SET EXERCISE ::
The records below hold pictures; please leave those out and retype the rest exactly.

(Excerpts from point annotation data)

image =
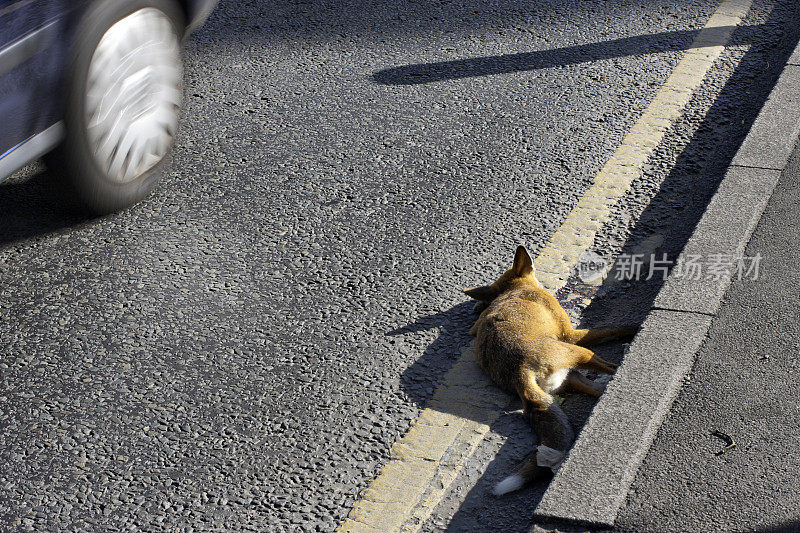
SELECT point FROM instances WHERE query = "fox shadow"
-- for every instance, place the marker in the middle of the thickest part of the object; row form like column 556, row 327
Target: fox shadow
column 662, row 230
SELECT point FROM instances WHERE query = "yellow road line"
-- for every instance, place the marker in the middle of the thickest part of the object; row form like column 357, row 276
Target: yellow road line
column 430, row 455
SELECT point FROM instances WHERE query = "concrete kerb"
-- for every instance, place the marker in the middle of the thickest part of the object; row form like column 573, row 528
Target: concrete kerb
column 593, row 482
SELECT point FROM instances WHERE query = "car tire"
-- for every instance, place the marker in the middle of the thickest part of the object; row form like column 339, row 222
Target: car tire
column 122, row 101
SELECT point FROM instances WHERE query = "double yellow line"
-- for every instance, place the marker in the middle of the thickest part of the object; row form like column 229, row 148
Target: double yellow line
column 430, row 455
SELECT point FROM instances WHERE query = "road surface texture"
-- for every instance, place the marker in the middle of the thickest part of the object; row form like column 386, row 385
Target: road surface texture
column 240, row 351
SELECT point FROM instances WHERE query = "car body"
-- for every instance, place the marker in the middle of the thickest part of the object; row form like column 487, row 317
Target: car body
column 37, row 43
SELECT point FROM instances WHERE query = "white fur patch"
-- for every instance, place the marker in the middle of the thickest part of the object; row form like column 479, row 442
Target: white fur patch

SOLUTION TO THE EXERCISE ::
image =
SELECT point FROM instances WHERE query = "fox shadow"
-- for every instance, place the marker in the middle of the thickest part of the object; row form like column 556, row 327
Target: fox shadow
column 662, row 230
SELECT point FROM instances WHERE query = "yellow road line"
-- for every instance, place the marker in the middle of the thickest part of the object; row form like column 357, row 276
Target: yellow road line
column 430, row 455
SELECT point FROM instances WHERE query = "concrete kerb"
-- for every instance, place the marker in the middle of the thickest part of the object; row form like column 573, row 528
Target: concrete kerb
column 593, row 482
SELECT point FROM instances WHERE query = "car tire"
-- for every instance, place the marker in the middle of the thickest part of the object; row form like column 339, row 222
Target: car tire
column 122, row 101
SELECT point FROM instances WHERE query = "double yellow line"
-- for every instance, place the marker in the middle of the thickest part of the object; row form like column 229, row 148
Target: double yellow line
column 430, row 455
SELECT point FROM instances WHERE query = "road surface texture"
-- for every instance, place the marker in the middle of the thickest part of the object; row form like column 386, row 385
Target: road surface texture
column 240, row 351
SELECT point FROM instances WHERE query = "car body"
-- for every instance, place the marker in the middle of the thickest part of the object; row form like column 487, row 317
Target: car body
column 37, row 43
SELECT point FROM instances WHERE query = "white fur patch"
-- for every instance, place the marker in the middle of the thickest part of the object; row form like column 479, row 442
Target: white fur patch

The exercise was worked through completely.